> **Passage provided**:

________________________________________

On Wednesday the S&P/ASX 200 (Index: ^AXJO) (ASX: XJO) slipped a touch lower and finished the day at 6,275.7 points.
Will things be better on Thursday? Here are five things to watch:
ASX futures pointing lower.
The Australian share market is expected to open the day lower on Thursday. At the time of writing SPI futures are pointing to a 0.4% or 26-point decline at the open. This follows a tough night of trade in Europe and on Wall Street. In London the FTSE fell 1.2% and in New York the Dow Jones was down 0.3% and the S&P 500 fell 0.1%. The Nasdaq rose almost 0.5% thanks to a strong rise in the Apple share price following its quarterly results release.
President Trump threatens to lift tariffs.
U.S. markets dropped lower on the back of escalating trade war concerns. According to CNBC, President Trump has told his top trade official to consider raising the proposed tariffs on US$200 billion in Chinese goods from 10% to 25%. China has accused the U.S. of blackmail and vowed to retaliate.
Oil prices tumble.

________________________________________

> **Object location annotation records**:
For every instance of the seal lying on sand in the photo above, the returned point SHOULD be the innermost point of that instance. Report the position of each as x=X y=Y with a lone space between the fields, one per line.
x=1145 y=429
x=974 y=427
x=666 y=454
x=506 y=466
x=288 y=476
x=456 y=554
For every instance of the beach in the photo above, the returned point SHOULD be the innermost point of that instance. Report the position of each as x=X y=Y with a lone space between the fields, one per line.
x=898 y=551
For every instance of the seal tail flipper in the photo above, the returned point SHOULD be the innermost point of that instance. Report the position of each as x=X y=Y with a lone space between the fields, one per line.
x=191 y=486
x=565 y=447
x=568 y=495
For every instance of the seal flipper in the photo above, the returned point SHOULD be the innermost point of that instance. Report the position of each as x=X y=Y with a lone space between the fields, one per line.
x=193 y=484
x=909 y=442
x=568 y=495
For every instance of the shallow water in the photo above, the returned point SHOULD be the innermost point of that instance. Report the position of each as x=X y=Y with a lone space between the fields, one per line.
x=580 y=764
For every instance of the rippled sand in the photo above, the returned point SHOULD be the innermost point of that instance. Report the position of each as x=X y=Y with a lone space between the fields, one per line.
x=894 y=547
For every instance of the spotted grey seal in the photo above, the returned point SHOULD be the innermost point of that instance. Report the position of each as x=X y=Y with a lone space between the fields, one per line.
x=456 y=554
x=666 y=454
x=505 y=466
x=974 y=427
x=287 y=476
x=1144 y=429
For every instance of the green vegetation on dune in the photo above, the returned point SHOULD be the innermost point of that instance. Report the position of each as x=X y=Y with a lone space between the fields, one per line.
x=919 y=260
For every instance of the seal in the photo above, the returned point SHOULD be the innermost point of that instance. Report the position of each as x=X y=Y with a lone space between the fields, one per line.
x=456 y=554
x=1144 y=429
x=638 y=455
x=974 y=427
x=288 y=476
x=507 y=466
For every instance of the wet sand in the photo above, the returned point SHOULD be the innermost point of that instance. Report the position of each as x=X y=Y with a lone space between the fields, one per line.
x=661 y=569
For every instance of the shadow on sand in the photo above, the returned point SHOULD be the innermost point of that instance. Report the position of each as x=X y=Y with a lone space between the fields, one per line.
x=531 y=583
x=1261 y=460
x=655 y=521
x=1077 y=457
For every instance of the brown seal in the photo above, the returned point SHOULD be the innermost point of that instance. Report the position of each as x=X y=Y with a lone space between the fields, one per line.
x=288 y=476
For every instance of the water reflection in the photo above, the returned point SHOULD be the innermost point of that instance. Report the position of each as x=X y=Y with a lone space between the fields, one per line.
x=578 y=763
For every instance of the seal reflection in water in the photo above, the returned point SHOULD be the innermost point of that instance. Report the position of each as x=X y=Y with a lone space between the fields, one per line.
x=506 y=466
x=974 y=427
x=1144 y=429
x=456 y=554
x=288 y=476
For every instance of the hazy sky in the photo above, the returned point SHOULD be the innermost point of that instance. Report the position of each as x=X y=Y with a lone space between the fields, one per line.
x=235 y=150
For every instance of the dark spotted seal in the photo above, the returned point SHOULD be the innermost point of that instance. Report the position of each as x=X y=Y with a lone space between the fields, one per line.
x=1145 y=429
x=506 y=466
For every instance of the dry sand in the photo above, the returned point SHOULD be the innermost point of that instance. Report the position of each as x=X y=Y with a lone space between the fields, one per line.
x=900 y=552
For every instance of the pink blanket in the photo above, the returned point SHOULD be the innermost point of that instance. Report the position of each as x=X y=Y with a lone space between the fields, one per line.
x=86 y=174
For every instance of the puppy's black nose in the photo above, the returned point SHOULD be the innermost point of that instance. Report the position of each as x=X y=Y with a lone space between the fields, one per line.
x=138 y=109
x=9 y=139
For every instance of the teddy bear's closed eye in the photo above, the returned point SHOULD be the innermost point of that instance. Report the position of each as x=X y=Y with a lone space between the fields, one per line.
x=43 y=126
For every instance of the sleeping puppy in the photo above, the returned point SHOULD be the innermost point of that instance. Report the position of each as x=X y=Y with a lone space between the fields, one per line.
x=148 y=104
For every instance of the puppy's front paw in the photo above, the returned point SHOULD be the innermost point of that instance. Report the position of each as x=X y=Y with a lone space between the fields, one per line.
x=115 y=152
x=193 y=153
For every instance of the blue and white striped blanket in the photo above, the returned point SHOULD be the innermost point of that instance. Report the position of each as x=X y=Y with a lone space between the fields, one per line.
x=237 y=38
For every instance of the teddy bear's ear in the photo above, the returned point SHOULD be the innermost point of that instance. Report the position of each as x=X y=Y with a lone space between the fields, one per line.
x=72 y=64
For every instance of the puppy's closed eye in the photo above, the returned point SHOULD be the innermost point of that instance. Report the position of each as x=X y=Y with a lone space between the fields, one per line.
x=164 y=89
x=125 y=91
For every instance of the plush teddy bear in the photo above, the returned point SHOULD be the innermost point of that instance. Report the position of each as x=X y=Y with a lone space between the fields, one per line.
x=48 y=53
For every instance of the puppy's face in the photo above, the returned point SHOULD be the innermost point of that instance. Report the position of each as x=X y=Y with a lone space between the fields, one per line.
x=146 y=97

________________________________________

> **The problem**: According to the market report, at what level did the S&P/ASX 200 finish on Wednesday? The records were taken from a separate source and have no connection to the market report.

> **Exercise response**: 6,275.7 points